■ **EXERCISE REQUIREMENTS**:
Answer from the page extract on The Shawshank Redemption:
1. Which newspaper published Russell Adams's piece?
2. How many credits does Bob Gunton have to his name?
3. Which role in "Shawshank" do people whisper that he played?

■ **PAGE EXTRACT**:
==*==

At The Washington Post, Russell Adams explores the money-making machine that is The Shawshank Redemption:

Bob Gunton is a character actor with 125 credits to his name, including several seasons of “24” and “Desperate Housewives” and a host of movie roles in films such as the Oscar-winning “Argo.” Vaguely familiar faces like his are common in the Los Angeles area where he lives, and nobody pays much attention. Many of his roles have been forgotten. But every day, the 68-year-old actor says, he hears the whispers—from cabdrivers, waiters, the new bag boy at his neighborhood supermarket: “That’s the warden in ‘Shawshank.'”

==*==

■ **RECORD SET**:

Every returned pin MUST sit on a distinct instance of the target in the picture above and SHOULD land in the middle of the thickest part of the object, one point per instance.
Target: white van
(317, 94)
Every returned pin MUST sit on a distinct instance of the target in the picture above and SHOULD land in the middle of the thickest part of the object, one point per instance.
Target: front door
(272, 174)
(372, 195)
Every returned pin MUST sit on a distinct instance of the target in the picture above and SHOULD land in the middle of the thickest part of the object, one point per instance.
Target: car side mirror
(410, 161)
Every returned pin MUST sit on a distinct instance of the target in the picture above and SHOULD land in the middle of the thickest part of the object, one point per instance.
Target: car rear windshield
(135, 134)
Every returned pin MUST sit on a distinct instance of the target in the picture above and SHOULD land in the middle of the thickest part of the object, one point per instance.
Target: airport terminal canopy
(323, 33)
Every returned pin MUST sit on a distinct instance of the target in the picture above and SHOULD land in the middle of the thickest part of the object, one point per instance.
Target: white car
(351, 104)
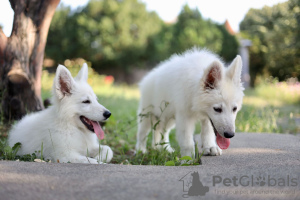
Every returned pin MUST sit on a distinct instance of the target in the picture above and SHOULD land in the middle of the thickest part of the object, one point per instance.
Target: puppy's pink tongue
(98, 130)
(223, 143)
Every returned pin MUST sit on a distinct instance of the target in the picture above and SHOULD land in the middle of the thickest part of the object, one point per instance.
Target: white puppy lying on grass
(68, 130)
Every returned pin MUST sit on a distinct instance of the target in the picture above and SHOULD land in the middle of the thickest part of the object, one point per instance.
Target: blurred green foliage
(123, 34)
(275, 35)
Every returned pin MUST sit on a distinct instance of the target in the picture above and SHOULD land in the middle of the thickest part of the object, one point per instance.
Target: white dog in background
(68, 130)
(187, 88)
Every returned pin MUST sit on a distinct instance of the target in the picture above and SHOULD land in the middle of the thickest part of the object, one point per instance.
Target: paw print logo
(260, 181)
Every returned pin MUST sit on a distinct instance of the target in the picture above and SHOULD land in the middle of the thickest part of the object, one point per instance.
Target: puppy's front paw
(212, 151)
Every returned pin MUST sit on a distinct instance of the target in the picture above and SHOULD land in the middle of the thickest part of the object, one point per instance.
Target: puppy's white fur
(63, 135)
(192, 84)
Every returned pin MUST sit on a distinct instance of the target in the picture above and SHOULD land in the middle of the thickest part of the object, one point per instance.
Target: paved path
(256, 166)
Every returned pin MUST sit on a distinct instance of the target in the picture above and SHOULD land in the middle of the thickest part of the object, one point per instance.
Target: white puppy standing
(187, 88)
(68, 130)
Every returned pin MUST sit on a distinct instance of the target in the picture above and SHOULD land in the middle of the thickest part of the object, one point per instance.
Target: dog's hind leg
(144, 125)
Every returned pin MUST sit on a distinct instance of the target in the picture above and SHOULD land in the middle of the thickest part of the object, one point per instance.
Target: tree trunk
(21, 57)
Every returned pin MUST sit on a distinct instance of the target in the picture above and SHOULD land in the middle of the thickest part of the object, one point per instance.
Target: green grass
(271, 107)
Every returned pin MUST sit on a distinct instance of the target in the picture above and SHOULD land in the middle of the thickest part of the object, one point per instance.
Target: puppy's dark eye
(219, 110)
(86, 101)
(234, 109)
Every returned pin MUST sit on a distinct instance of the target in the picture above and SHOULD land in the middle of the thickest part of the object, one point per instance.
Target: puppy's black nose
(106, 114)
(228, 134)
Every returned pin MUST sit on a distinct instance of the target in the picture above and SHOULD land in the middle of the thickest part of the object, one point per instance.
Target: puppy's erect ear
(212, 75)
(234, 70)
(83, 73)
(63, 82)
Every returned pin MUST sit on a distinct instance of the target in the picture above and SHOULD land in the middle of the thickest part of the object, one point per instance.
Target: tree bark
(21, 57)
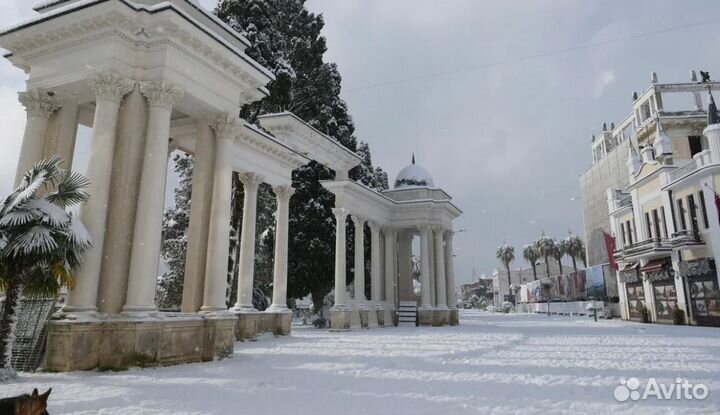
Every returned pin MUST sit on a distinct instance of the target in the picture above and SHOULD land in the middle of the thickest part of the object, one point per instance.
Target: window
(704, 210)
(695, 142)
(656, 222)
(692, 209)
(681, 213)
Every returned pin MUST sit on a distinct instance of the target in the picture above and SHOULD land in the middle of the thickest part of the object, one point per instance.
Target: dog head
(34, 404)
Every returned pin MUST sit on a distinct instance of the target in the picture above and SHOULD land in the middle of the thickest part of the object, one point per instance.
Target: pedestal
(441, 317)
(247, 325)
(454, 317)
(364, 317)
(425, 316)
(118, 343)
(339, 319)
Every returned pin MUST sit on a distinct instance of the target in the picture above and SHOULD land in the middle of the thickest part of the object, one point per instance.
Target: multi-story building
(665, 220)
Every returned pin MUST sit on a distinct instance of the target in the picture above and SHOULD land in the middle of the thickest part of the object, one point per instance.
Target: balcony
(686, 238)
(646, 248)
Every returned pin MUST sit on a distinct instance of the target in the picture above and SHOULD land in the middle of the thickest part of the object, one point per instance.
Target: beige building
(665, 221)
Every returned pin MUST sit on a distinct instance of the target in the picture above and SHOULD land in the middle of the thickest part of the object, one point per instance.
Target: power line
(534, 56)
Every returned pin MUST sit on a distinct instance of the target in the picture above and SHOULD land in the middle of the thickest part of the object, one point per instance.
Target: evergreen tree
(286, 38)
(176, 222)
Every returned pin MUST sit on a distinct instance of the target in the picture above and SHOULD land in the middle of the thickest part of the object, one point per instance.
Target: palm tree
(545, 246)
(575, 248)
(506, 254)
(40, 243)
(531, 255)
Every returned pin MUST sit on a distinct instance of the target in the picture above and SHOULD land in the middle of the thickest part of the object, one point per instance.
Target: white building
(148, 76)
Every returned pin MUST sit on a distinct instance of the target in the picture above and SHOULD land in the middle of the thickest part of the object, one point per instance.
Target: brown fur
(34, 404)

==*==

■ **RESPONSE TO THIS TASK**:
1. The Washington Post
2. 125
3. The warden